* Text section:
—————

General characteristics
- Class & type: Henry J. Kaiser-class replenishment oiler
- Type: Fleet replenishment oiler
- Tonnage: 31,200 long tons (31,700 t) deadweight
- Displacement: 9,500 long tons (9,650 metric tons) light; Full load variously reported as 42,382 and 40,700 long tons (43,062 and 41,353 t);
- Length: 677 ft (206 m)
- Beam: 97 ft 5 in (29.69 m)
- Draft: 35 ft (11 m) maximum
- Installed power: 16,000 hp (11.9 MW) per shaft; 34,442 hp (25.7 MW) total sustained;
- Propulsion: Two medium-speed Colt-Pielstick PC4-2/2 10V-570 diesel engines, two shafts, controllable-pitch propellers
- Speed: 20 knots (37 km/h)
- Capacity: 178,000 to 180,000 barrels (28,300 to 28,600 m^{3}) of fuel oil and jet fuel; 7,400 square feet (690 m^{2}) dry cargo space; eight 20-foot refrigerated containers with room for 128 pallets;
- Complement: 103 (18 civilian officers, 1 U.S. Navy officer, 64 merchant seamen, 20 U.S. Navy enlisted personnel)
- Armament: Peacetime: none; Wartime: probably 2 x 20 mm Phalanx CIWS;
- Aircraft carried: None
- Aviation facilities: Helicopter landing platform
- Notes: Five refueling stations; Two dry cargo transfer rigs;

= USNS John Ericsson =

Oiler of the United States Navy

USNS John Ericsson (T-AO-194) is a Henry J. Kaiser-class underway replenishment oiler operated by the Military Sealift Command to support ships of the United States Navy.

—————

* Tasks for this exercise:
**a.** Answer these from the text on USNS John Ericsson:
(i) What is the ship's maximum draft?
(ii) How many refueling stations does it have?
(iii) Which command operates it?
**b.** Rewrite the stretch of the USNS John Ericsson text from "- Draft: 35" through "knots (37 km/h)", putting "fixed-pitch propellers" in place of "controllable-pitch propellers".

* Given data:
—————

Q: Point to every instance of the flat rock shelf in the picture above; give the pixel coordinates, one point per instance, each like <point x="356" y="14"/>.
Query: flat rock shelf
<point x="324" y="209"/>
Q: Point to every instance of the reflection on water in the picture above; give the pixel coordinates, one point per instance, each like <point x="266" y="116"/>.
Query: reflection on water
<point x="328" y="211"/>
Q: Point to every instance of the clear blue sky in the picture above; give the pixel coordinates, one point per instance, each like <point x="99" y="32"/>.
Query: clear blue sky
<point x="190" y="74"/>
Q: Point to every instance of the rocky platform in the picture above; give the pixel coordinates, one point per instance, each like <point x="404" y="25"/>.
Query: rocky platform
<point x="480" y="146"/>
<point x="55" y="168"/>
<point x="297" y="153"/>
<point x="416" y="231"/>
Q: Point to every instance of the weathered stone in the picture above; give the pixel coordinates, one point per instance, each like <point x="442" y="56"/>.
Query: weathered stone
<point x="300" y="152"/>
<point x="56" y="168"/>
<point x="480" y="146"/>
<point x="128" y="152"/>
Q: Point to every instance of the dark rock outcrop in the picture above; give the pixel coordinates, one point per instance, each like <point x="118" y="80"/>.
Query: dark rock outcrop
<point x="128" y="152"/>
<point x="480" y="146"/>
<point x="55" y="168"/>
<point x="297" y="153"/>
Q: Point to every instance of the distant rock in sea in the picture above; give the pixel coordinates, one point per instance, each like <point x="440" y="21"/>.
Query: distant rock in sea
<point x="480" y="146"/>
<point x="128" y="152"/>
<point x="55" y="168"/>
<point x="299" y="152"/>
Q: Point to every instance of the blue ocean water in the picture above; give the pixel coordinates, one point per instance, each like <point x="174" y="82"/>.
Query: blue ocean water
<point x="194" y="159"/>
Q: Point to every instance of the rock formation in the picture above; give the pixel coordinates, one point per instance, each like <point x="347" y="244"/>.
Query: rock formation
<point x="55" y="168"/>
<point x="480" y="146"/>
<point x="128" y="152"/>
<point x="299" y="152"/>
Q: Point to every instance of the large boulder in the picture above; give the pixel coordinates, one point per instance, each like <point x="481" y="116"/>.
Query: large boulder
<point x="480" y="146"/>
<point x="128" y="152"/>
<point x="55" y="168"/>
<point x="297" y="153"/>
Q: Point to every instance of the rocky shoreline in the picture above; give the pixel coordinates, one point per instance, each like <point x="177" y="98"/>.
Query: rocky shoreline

—————

* Problem solutions:
**a.**
(i) 35 ft (11 m)
(ii) Five
(iii) The Military Sealift Command

**b.**
- Draft: 35 ft (11 m) maximum
- Installed power: 16,000 hp (11.9 MW) per shaft; 34,442 hp (25.7 MW) total sustained;
- Propulsion: Two medium-speed Colt-Pielstick PC4-2/2 10V-570 diesel engines, two shafts, fixed-pitch propellers
- Speed: 20 knots (37 km/h)